Your assignment >> Each record should be written out exactly as given.

Listed entries >>
BEGIN
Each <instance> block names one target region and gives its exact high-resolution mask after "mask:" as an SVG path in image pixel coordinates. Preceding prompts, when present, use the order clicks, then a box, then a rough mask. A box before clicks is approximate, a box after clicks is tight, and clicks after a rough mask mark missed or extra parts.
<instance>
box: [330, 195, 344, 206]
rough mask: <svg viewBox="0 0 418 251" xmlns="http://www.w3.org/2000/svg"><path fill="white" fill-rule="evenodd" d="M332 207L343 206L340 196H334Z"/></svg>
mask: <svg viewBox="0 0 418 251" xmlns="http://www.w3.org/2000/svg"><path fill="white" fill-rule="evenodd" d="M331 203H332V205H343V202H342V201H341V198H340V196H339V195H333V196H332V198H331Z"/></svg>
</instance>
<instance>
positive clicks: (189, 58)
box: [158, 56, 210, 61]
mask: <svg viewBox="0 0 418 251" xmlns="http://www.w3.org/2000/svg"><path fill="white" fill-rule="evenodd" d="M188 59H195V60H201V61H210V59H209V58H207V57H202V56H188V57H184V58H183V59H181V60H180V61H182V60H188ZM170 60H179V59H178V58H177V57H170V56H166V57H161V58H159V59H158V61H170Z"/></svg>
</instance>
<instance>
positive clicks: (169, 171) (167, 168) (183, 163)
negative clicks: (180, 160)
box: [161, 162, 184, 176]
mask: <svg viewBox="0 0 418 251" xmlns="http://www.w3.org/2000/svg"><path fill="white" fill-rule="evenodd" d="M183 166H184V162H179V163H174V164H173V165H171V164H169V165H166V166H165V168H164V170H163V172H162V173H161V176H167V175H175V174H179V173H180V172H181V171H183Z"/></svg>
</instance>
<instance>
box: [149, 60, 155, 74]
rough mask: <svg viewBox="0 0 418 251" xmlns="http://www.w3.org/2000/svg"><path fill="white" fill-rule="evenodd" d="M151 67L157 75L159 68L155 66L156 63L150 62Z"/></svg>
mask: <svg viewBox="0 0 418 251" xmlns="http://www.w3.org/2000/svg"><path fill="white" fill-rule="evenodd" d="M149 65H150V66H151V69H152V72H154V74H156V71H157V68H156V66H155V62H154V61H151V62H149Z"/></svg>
END
Response to the task >>
Each <instance> block names one target region and gives its exact high-resolution mask after "mask:" as an SVG path in image pixel coordinates. Preceding prompts, when present, use the order clicks, then a box, then a rough mask. A box before clicks is approximate, a box after clicks is tight, and clicks after a rough mask mark missed or extra parts.
<instance>
box: [330, 195, 344, 206]
rough mask: <svg viewBox="0 0 418 251" xmlns="http://www.w3.org/2000/svg"><path fill="white" fill-rule="evenodd" d="M332 207L343 206L340 196H334Z"/></svg>
mask: <svg viewBox="0 0 418 251" xmlns="http://www.w3.org/2000/svg"><path fill="white" fill-rule="evenodd" d="M331 203H332V205H343V202H342V201H341V198H340V196H339V195H333V196H332V198H331Z"/></svg>
</instance>
<instance>
positive clicks: (189, 58)
box: [158, 56, 210, 61]
mask: <svg viewBox="0 0 418 251" xmlns="http://www.w3.org/2000/svg"><path fill="white" fill-rule="evenodd" d="M188 59H195V60H201V61H210V59H209V58H207V57H202V56H188V57H184V58H183V59H181V60H180V61H182V60H188ZM170 60H179V59H178V58H177V57H170V56H166V57H161V58H159V59H158V61H170Z"/></svg>
</instance>
<instance>
positive clicks: (169, 171) (167, 168) (183, 163)
negative clicks: (180, 160)
box: [161, 162, 184, 176]
mask: <svg viewBox="0 0 418 251" xmlns="http://www.w3.org/2000/svg"><path fill="white" fill-rule="evenodd" d="M183 166H184V162H179V163H174V164H173V165H171V164H169V165H166V166H165V168H164V170H163V172H162V173H161V176H167V175H175V174H179V173H180V172H181V171H183Z"/></svg>
</instance>
<instance>
box: [149, 60, 155, 74]
rough mask: <svg viewBox="0 0 418 251" xmlns="http://www.w3.org/2000/svg"><path fill="white" fill-rule="evenodd" d="M151 67L157 75L159 68L155 66L156 63L150 62Z"/></svg>
mask: <svg viewBox="0 0 418 251" xmlns="http://www.w3.org/2000/svg"><path fill="white" fill-rule="evenodd" d="M149 65H150V66H151V69H152V72H154V74H156V71H157V68H156V66H155V62H154V61H151V62H149Z"/></svg>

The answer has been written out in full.